* What the task requires
Reproduce each entry below verbatim.

Stored items

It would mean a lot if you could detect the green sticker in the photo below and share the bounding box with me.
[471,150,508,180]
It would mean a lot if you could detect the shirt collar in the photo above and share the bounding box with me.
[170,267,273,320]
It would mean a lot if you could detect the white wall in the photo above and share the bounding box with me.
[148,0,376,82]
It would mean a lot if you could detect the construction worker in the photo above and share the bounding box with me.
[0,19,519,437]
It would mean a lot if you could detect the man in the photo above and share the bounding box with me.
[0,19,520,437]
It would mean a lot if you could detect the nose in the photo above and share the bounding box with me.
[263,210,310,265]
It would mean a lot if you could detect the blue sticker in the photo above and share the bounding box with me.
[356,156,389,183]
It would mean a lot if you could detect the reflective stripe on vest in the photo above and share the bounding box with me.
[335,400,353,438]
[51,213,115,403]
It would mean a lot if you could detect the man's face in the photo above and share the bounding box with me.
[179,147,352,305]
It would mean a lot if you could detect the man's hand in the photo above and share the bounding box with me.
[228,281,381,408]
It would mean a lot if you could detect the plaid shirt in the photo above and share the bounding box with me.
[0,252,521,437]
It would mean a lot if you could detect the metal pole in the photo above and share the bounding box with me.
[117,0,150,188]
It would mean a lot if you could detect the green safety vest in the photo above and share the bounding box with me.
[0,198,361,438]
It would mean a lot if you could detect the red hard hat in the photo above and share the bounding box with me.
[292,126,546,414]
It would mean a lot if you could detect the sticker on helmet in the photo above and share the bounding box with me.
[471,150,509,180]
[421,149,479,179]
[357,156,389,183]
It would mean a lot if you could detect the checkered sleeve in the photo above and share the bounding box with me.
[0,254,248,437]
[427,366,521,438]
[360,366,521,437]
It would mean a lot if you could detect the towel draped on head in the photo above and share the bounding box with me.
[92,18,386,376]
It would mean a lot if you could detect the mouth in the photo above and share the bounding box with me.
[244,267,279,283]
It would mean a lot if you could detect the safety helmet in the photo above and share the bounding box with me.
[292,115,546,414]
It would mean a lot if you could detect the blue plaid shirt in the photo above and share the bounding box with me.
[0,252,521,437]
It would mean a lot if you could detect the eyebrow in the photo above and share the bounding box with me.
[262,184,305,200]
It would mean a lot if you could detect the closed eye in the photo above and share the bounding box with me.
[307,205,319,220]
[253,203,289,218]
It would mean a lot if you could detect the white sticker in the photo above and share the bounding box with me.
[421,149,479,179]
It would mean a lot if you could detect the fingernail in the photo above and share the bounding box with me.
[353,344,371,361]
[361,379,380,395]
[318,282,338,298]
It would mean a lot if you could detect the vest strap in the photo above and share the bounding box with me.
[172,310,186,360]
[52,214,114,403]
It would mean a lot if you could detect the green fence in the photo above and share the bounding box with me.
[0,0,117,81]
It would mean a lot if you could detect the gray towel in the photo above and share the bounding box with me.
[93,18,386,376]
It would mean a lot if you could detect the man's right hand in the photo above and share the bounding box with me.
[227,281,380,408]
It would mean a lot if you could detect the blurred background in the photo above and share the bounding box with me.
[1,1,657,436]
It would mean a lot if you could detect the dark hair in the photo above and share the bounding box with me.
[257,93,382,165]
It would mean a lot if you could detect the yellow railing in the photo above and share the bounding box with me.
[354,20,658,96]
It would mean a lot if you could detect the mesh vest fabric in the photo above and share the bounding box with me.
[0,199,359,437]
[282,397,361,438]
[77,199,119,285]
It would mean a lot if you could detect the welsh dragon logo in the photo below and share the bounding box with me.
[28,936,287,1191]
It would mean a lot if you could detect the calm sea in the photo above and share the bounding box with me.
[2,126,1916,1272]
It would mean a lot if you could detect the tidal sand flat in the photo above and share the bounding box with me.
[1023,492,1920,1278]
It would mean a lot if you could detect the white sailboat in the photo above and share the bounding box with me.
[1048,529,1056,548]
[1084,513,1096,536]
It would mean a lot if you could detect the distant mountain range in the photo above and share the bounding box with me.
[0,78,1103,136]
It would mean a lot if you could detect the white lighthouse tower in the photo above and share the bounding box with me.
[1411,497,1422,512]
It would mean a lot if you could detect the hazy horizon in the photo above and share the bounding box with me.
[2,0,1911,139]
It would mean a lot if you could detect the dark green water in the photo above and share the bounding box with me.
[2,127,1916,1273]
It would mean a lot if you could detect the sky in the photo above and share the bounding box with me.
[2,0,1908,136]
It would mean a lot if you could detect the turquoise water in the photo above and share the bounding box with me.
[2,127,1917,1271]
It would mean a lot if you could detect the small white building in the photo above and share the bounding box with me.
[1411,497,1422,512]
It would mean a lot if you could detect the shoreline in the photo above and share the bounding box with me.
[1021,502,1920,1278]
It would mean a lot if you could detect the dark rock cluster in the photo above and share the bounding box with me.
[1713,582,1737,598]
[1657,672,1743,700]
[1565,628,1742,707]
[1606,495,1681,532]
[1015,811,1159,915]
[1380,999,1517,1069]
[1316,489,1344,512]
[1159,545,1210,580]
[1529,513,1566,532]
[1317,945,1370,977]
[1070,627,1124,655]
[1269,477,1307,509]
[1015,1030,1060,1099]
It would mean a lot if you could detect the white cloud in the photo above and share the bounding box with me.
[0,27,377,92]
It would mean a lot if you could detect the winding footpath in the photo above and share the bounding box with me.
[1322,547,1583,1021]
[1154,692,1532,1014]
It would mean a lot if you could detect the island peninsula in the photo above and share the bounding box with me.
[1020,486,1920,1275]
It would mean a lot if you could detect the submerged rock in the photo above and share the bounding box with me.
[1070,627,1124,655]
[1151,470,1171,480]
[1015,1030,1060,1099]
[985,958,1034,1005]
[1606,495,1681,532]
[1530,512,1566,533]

* Exercise solution
It would mean a lot if you could detect the green sticker in the photo below and share the bounding box with me.
[471,150,508,180]
It would mean a lot if you could detect the shirt collar in the photo above and share the bounding box with me.
[170,267,273,320]
It would mean a lot if you could detect the white wall in the photo above and share the bounding box with me.
[148,0,376,82]
It would mean a lot if you could detect the construction worker in the photo above and share the bounding box with me.
[0,19,519,437]
It would mean a lot if you could detect the man in the photo above and share the bounding box with me.
[0,19,520,437]
It would mean a lot if you could detect the nose in the photo above and share the bounding box with me.
[263,210,310,265]
It would mean a lot if you could detect the blue sticker in the photo above and share the bounding box with me.
[356,156,389,183]
It would mean a lot if you could detect the reflective stripe on vest in the photo above and share the bounding box with me.
[335,400,353,438]
[51,213,115,403]
It would mean a lot if you could detect the man's face in the photo above and share the bounding box with me.
[179,147,352,305]
It would mean a lot if you could detect the man's hand in the photo above and share the bounding box with me.
[228,281,381,408]
It would mean a lot if you could detect the plaid shirt in the photo above and share the bounding box with me.
[0,252,521,437]
It would mean a lot if you could detect the metal pole in the photo above and share the bounding box with me.
[117,0,150,188]
It would mean a lot if you could detect the green safety vest in the photo above and share the bounding box with me.
[0,198,361,438]
It would mean a lot if you could detect the red hard hat in the photo above and share the bounding box with me.
[292,126,546,414]
It would mean a lot if you could detect the sticker on helmet in the photo above and share the bounding box with me.
[471,150,509,180]
[421,149,479,179]
[357,156,389,183]
It would mean a lot if you could detect the checkered sleeve in the photo above and share the bounding box with me.
[0,254,248,437]
[427,366,521,438]
[360,366,521,437]
It would mean a lot if you could detect the towel draped on head in the photo above and share the bounding box with me.
[92,18,386,376]
It would mean a lot if you could detect the mouth in the photo above and share the bounding box with me.
[244,267,279,283]
It would mean a lot if you could detect the safety helmet in the photo above and share the bounding box with me.
[292,115,546,414]
It would mean a lot if you could detect the blue plaid shirt in the photo above and share the bounding box with me.
[0,252,521,437]
It would mean a lot if you could detect the eyebrow in the photo above and share the bounding box with me.
[262,184,305,200]
It would mean a lot if you could detect the closed eye in the photo above and share the bounding box with me.
[307,205,319,220]
[253,203,289,218]
It would mean a lot if you could detect the white sticker in the photo above and share the bounding box with me.
[421,149,479,179]
It would mean a lot if you could detect the fingernail in the photo above and share the bounding box with me.
[353,344,371,361]
[361,379,380,395]
[318,282,338,298]
It would mean a lot if you could detect the vest strap in the photo above and share the bounding box with me.
[172,310,186,360]
[52,214,114,403]
It would mean a lot if you could detect the green fence in the photo above and share the bounding box with me.
[0,0,117,81]
It would mean a lot if you could detect the gray towel in the photo above and share the bounding box with me.
[93,18,386,376]
It would mean a lot if you could detect the man's right hand in the photo above and share the bounding box with me.
[227,281,380,408]
It would mean a lot if you could detect the blurred background in the photo above and share the bounding box with me.
[1,1,657,436]
It would mean a lot if you could detect the dark hair in the photo above and share the bounding box with me.
[257,93,382,165]
It would mean a lot if you could detect the yellow railing in the photo above and share the bounding box with me.
[354,20,658,96]
It would mean a lot if you could detect the mesh vest fabric in the photo above and share the bounding box with me.
[0,199,359,437]
[282,397,361,438]
[77,199,119,285]
It would mean a lot if you could detect the welsh dragon logo in the photo below and share the bounding box with me.
[28,936,287,1191]
It would mean a lot if you could detect the calm sea in the photo above and share the bounding box with me.
[2,126,1916,1272]
It would mean a lot if you could detect the tidal sand flat in the photo above and share the bounding box with me.
[1023,492,1920,1278]
It would mean a lot if you could detect the white sailboat in the photo above and share the bounding box with me.
[1048,529,1056,548]
[1084,513,1096,536]
It would mean a lot if you could detect the distant mountain range in the photo above and share the bounding box with me.
[0,78,1103,136]
It would mean a lot if you could detect the white lighthouse tower in the photo above and share the bounding box with me.
[1411,497,1422,512]
It would mean a lot if you could detect the hazy horizon in the photo above and share the bounding box with me.
[2,0,1911,139]
It would mean a lot if you could detect the dark green water in the photo above and share the bounding box with me.
[2,127,1916,1273]
It would mean a lot if you could detect the sky in the photo above and share the bounding box with me.
[2,0,1908,136]
It would mean a lot if you could detect the turquoise water in the photo above and share the bounding box with me.
[2,127,1917,1271]
It would mean a lot if you could detect the small white building in the photo above and share the bounding box with me.
[1411,497,1422,512]
It would mean a lot if you could detect the shoreline in the photo above and share the bounding box with me.
[1021,502,1920,1278]
It would mean a lot if you could detect the dark rock cluster in the photo above and share the bounding box with me.
[1713,582,1737,598]
[1657,672,1743,700]
[1565,628,1742,707]
[1606,495,1681,532]
[1015,811,1159,915]
[1380,999,1517,1069]
[1316,489,1344,512]
[1159,545,1210,580]
[1529,513,1566,532]
[1317,945,1370,977]
[1070,627,1124,655]
[1269,477,1307,509]
[1015,1030,1060,1099]
It would mean a lot if you could detect the white cloud in the photo above and share the bounding box with me.
[0,27,377,92]
It would mean a lot if you could detect the winding footpath in the photo above and share the bounding box with me.
[1322,547,1583,1021]
[1154,692,1532,1014]
It would mean a lot if you could detect the island peninsula in the photo above and share the bounding box with me.
[1020,486,1920,1275]
It would mean a lot if you could detect the submerged rock in the photo above and share the bounding box with me.
[1070,627,1124,655]
[1151,470,1171,480]
[1015,1030,1060,1099]
[985,958,1034,1005]
[1606,495,1681,532]
[1530,512,1566,533]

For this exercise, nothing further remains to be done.